-------- Exercise materials
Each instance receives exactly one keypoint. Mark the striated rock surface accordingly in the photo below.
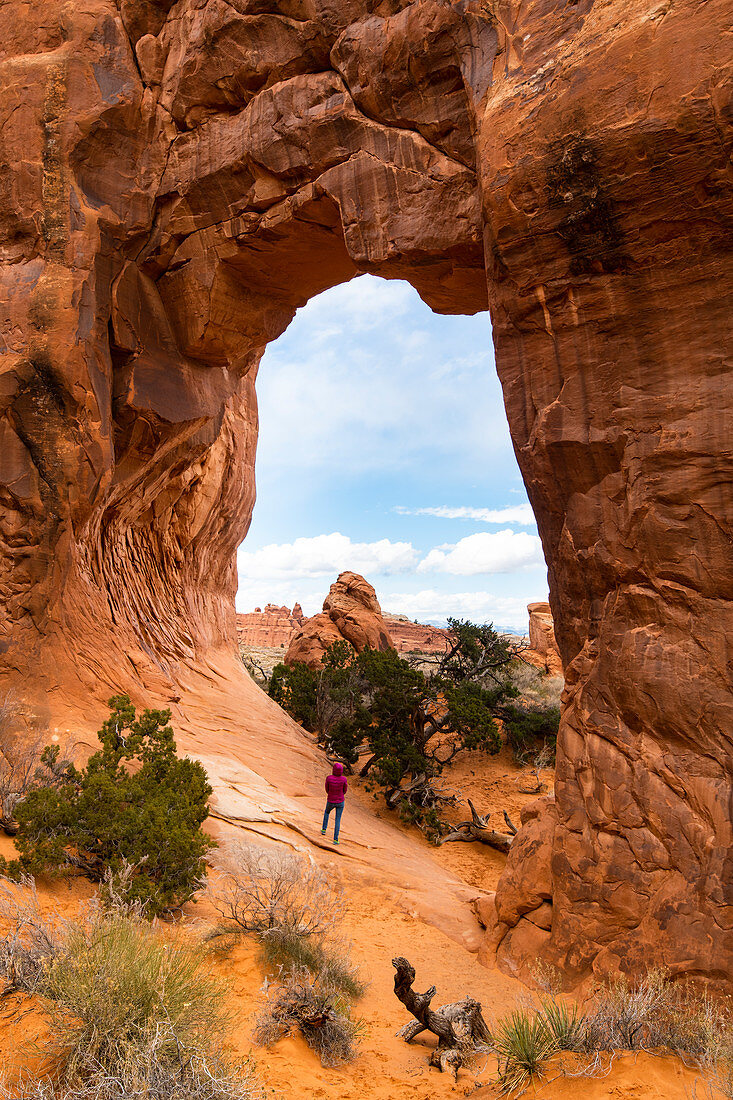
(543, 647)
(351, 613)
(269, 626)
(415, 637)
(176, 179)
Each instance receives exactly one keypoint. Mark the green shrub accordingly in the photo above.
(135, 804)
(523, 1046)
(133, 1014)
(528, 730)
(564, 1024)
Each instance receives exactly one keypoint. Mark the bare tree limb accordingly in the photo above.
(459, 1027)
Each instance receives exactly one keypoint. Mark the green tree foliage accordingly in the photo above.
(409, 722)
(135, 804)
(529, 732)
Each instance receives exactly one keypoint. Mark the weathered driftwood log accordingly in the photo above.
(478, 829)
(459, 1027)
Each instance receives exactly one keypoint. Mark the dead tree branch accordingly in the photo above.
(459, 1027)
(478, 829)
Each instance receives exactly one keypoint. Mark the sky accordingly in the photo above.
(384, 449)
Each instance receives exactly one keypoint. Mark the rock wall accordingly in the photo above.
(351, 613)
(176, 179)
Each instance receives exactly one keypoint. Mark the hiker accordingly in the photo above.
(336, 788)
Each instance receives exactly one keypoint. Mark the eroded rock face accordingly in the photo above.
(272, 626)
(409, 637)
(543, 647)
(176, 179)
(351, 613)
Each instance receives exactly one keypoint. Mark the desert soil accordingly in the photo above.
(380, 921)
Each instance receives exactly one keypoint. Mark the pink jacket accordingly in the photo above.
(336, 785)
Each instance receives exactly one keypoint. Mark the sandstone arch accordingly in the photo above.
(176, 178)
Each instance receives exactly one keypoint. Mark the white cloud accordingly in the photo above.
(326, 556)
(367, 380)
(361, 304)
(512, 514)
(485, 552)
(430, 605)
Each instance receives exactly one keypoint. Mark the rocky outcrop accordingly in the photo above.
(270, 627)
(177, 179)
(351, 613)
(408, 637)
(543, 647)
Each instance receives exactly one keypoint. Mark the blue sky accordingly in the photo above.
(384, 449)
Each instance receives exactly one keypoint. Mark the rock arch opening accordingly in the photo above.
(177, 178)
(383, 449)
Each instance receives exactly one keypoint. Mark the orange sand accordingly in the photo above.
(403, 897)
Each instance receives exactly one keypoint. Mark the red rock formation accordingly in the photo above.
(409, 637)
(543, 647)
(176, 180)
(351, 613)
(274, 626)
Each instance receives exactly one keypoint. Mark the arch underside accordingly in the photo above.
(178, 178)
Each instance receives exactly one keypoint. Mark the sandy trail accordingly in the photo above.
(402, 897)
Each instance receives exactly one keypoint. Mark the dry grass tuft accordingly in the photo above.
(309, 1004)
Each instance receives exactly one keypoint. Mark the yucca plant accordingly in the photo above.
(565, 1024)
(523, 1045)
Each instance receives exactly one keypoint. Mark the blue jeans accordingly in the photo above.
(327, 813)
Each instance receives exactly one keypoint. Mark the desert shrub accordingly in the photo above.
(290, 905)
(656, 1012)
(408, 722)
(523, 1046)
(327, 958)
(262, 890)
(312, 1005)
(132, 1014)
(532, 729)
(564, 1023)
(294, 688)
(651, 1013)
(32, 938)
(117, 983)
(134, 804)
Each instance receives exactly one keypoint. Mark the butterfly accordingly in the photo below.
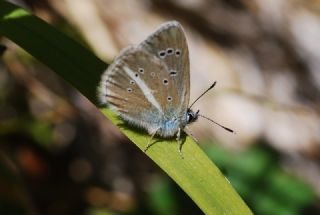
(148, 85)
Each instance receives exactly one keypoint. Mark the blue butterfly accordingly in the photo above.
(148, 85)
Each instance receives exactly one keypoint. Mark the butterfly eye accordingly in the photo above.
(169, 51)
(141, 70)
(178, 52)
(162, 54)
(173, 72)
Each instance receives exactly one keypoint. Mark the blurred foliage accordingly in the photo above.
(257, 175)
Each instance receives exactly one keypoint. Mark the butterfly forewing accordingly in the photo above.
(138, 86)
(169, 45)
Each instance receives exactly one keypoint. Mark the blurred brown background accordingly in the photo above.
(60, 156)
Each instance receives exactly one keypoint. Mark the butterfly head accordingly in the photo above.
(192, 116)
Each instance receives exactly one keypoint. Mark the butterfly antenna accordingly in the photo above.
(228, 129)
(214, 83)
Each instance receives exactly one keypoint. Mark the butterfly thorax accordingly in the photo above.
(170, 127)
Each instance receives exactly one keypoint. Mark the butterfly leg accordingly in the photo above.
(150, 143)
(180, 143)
----------------
*Set exercise:*
Write out the material above again, word for word, minus its pictures.

*Written solution:*
Each instance receives exactly one keypoint. Mark the striated rock surface accordingly in the photo below.
(543, 647)
(351, 613)
(269, 626)
(415, 637)
(176, 179)
Each instance receives exactly one keypoint. Mark the green shrub accordingly in the photo above.
(135, 804)
(523, 1046)
(133, 1014)
(528, 730)
(564, 1024)
Each instance receives exactly one keypoint. Mark the bare tree limb accordingly in the photo above.
(459, 1027)
Each instance receives exactly one keypoint. Mark the green tree foliage accordingly in the photo above.
(409, 722)
(135, 804)
(529, 732)
Each instance receives exactly one keypoint. Mark the weathered driftwood log accordingly in the photo above.
(478, 829)
(459, 1027)
Each instance receives exactly one keypoint. Mark the dead tree branch accordingly in the photo above.
(459, 1027)
(478, 829)
Each instance receives exactly one keypoint. Mark the sky accordingly in the photo above.
(384, 449)
Each instance receives exactly one keypoint. Mark the rock wall accordingly in the photo above.
(351, 613)
(176, 179)
Each instance receives exactly one keypoint. Mark the hiker accordingly in the photo above.
(336, 788)
Each instance receives exactly one keypoint. Mark the eroded rock face accordingly in the photo above.
(272, 626)
(409, 637)
(543, 647)
(176, 179)
(351, 613)
Each instance receives exactly one keypoint. Mark the desert soil accordingly in the photo above.
(380, 921)
Each instance receives exactly one keypoint. Mark the pink jacket accordingly in the photo above.
(336, 785)
Each instance receives exactly one keypoint. Mark the sandstone arch accordingly in the photo above.
(176, 178)
Each instance receives exactly one keypoint. Mark the white cloud accordingly in the photo above.
(326, 556)
(367, 380)
(361, 304)
(512, 514)
(485, 552)
(430, 605)
Each instance receives exactly one keypoint. Mark the rocky outcrop accordingly in the photo above.
(270, 627)
(177, 179)
(351, 613)
(408, 637)
(543, 647)
Each instance receives exactly one keypoint. Mark the blue sky accordingly in the photo above.
(384, 449)
Each instance receives exactly one keypoint. Mark the rock arch opening accordingly in the photo above.
(177, 178)
(383, 449)
Each instance receives exactly one keypoint. Mark the orange sand accordingly in the photo above.
(403, 897)
Each instance receives exactly one keypoint. Mark the red rock formation accordingly in the photo above.
(409, 637)
(543, 647)
(176, 180)
(351, 613)
(274, 626)
Each instance receives exactly one keypoint. Mark the arch underside accordingly in the photo above.
(178, 178)
Each instance receives exactly one keypoint. Mark the sandy trail accordingly in the photo above.
(402, 897)
Each instance receives exactly one keypoint. Mark the dry grass tuft accordingly in the photo above.
(309, 1004)
Each instance receives exactly one keypoint. Mark the yucca plant accordingly in the photo above.
(565, 1024)
(523, 1045)
Each instance receives exactly one keypoint. Mark the blue jeans accordingly in the photo above.
(327, 813)
Each instance receives exactly one keypoint. Mark the desert shrub accordingly in the photo above.
(290, 905)
(656, 1012)
(408, 722)
(523, 1046)
(327, 958)
(262, 890)
(312, 1005)
(132, 1014)
(532, 729)
(564, 1023)
(294, 688)
(651, 1013)
(32, 938)
(117, 983)
(134, 804)
Each instance receives exactly one keypoint. Mark the butterfly accordingly in the photo below.
(148, 85)
Each instance receives exactly one keypoint. Mark the blue butterfly accordingly in the photo above.
(148, 85)
Each instance receives exactly one keypoint. Mark the butterfly eye accordingly in the photo above.
(169, 51)
(141, 70)
(178, 52)
(162, 54)
(173, 72)
Each instance receives exactly one keypoint. Mark the blurred foliage accordingly in the photo above.
(257, 175)
Each instance receives exactly one keypoint. Mark the butterfly forewing accordingly in the photo above.
(138, 86)
(169, 45)
Each instance receives exactly one keypoint. Mark the blurred brown background accordingly in the photo above.
(60, 156)
Each instance receives exactly one keypoint. Mark the butterfly head accordingly in the photo above.
(192, 116)
Each instance receives exactly one keypoint. Mark the butterfly antenna accordingly in the photo above.
(228, 129)
(214, 83)
Each instance receives exactly one keypoint. Mark the butterfly thorax accordingly in the photo above.
(170, 127)
Each instance receives exactly one keypoint. Mark the butterfly leg accordingly in the photo above.
(150, 143)
(180, 143)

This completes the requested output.